# Bitte bearbeiten
1. Nenne alle geografischen Namen, die im Textauszug über Bernie Sanders' Vortrag vorkommen.
2. Schreibe den Textauszug über Bernie Sanders' Vortrag im Anschluss an seinen letzten Satz weiter.

# Textauszug
Charles Lipson, 1.10.2015, RealClearPolitics.com

Ein kleiner Zwischenfall während Bernie Sanders‘ letztem Vortrag an der Universität von Chicago zeigt, wie sich die progressive Linke gegen Israel gewandt hat. Der Veranstaltungsort war der grösste auf dem Campus, und er war voller begeisterter Anhänger. Als Fragen gestellt werden konnten, sagte ein Student, dass er und seine Freunde die progressive Politik Bernies mochten, aber nicht ganz seine Ansichten über den Nahen Osten. Bernies Antwort, und die Reaktion des Publikums, lohnt, darüber nachzudenken.

# Datenauszug
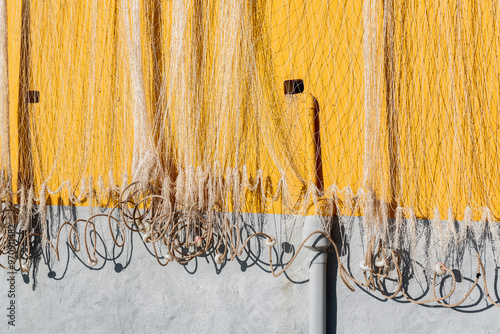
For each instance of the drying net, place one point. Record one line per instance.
(173, 114)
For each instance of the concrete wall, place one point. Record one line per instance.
(129, 292)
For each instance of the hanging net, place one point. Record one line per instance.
(181, 116)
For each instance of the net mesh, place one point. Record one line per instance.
(178, 106)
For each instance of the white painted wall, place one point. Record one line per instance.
(131, 293)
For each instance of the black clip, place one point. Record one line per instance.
(295, 86)
(33, 96)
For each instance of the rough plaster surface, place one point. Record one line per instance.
(130, 293)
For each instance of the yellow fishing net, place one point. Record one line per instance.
(178, 108)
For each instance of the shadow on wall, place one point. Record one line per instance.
(417, 283)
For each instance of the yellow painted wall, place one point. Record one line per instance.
(445, 96)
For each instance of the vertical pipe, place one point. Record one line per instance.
(317, 293)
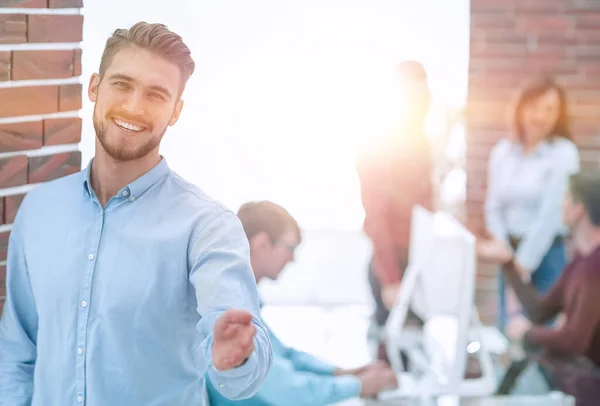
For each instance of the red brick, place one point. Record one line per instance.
(21, 136)
(13, 28)
(588, 36)
(11, 206)
(13, 171)
(588, 21)
(70, 97)
(491, 20)
(24, 3)
(62, 131)
(55, 28)
(18, 101)
(45, 168)
(480, 6)
(515, 51)
(5, 65)
(583, 6)
(4, 245)
(537, 6)
(65, 3)
(77, 62)
(500, 35)
(541, 23)
(28, 65)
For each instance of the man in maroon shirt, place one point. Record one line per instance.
(577, 292)
(395, 174)
(569, 354)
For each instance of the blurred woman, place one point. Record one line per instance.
(527, 178)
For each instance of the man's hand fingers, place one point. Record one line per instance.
(235, 316)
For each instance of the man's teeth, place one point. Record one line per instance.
(128, 126)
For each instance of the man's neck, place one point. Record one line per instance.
(109, 175)
(586, 240)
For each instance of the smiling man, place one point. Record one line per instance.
(125, 283)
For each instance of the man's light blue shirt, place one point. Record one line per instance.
(116, 305)
(296, 379)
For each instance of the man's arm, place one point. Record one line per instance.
(376, 200)
(539, 309)
(221, 273)
(576, 334)
(286, 386)
(18, 327)
(301, 361)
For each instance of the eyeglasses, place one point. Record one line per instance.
(290, 247)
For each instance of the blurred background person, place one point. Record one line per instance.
(395, 174)
(296, 378)
(527, 178)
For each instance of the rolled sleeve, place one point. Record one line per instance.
(223, 279)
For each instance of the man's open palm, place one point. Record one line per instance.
(232, 339)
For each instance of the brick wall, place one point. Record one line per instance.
(511, 39)
(40, 99)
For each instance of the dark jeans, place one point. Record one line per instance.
(543, 278)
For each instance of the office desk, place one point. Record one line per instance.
(551, 399)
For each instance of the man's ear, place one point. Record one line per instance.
(176, 112)
(93, 87)
(260, 241)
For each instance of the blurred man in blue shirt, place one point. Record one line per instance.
(126, 285)
(296, 378)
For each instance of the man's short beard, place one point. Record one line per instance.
(122, 154)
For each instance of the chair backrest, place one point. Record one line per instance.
(419, 253)
(439, 284)
(448, 285)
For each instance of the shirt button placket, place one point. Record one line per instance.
(84, 307)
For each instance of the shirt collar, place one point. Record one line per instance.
(138, 186)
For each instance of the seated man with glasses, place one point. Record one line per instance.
(296, 378)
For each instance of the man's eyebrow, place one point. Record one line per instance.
(122, 77)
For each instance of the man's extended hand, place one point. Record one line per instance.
(375, 380)
(232, 339)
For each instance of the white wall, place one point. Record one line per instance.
(285, 90)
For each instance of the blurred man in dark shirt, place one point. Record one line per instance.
(395, 174)
(577, 292)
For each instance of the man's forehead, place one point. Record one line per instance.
(144, 67)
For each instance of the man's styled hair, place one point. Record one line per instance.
(585, 188)
(268, 217)
(155, 38)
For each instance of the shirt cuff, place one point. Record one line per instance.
(245, 369)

# Ergebnisse je Aufgabe
1. Chicago, Israel, Nahen Osten

2.
Zunächst sagte Bernie, Israel habe ein Recht zu existieren. Das sollte für einen Applaus gut sein, aber es fiel flach. Es gab nur ein paar wenige Klatscher. Das änderte sich, als er sagte, dass er sehr für einen palästinensischen Staat sei. Da war der Applaus laut und anhaltend.

Es ist nur ein kleiner Zwischenfall, aber er fängt eine Bewegung ein, die sich seit Jahren an Elite-Universitäten entwickelt hat und sich nun ausbreitet und Kultur- und Medieneinrichtungen erfasst. Ihre Ansichten werden sicherlich von Präsident Obamas Misstrauen gegenüber dem jüdischen Staat gefördert. Aber er ist weniger ein Anführer, als eine genaue Wetteranzeige . Die Linke liebt Israel etwa so sehr, wie sie Fracking, die Keystone-Pipeline, Goldman Sachs, Wähler-IDs, Clarence Thomas und die Hirschjagd liebt.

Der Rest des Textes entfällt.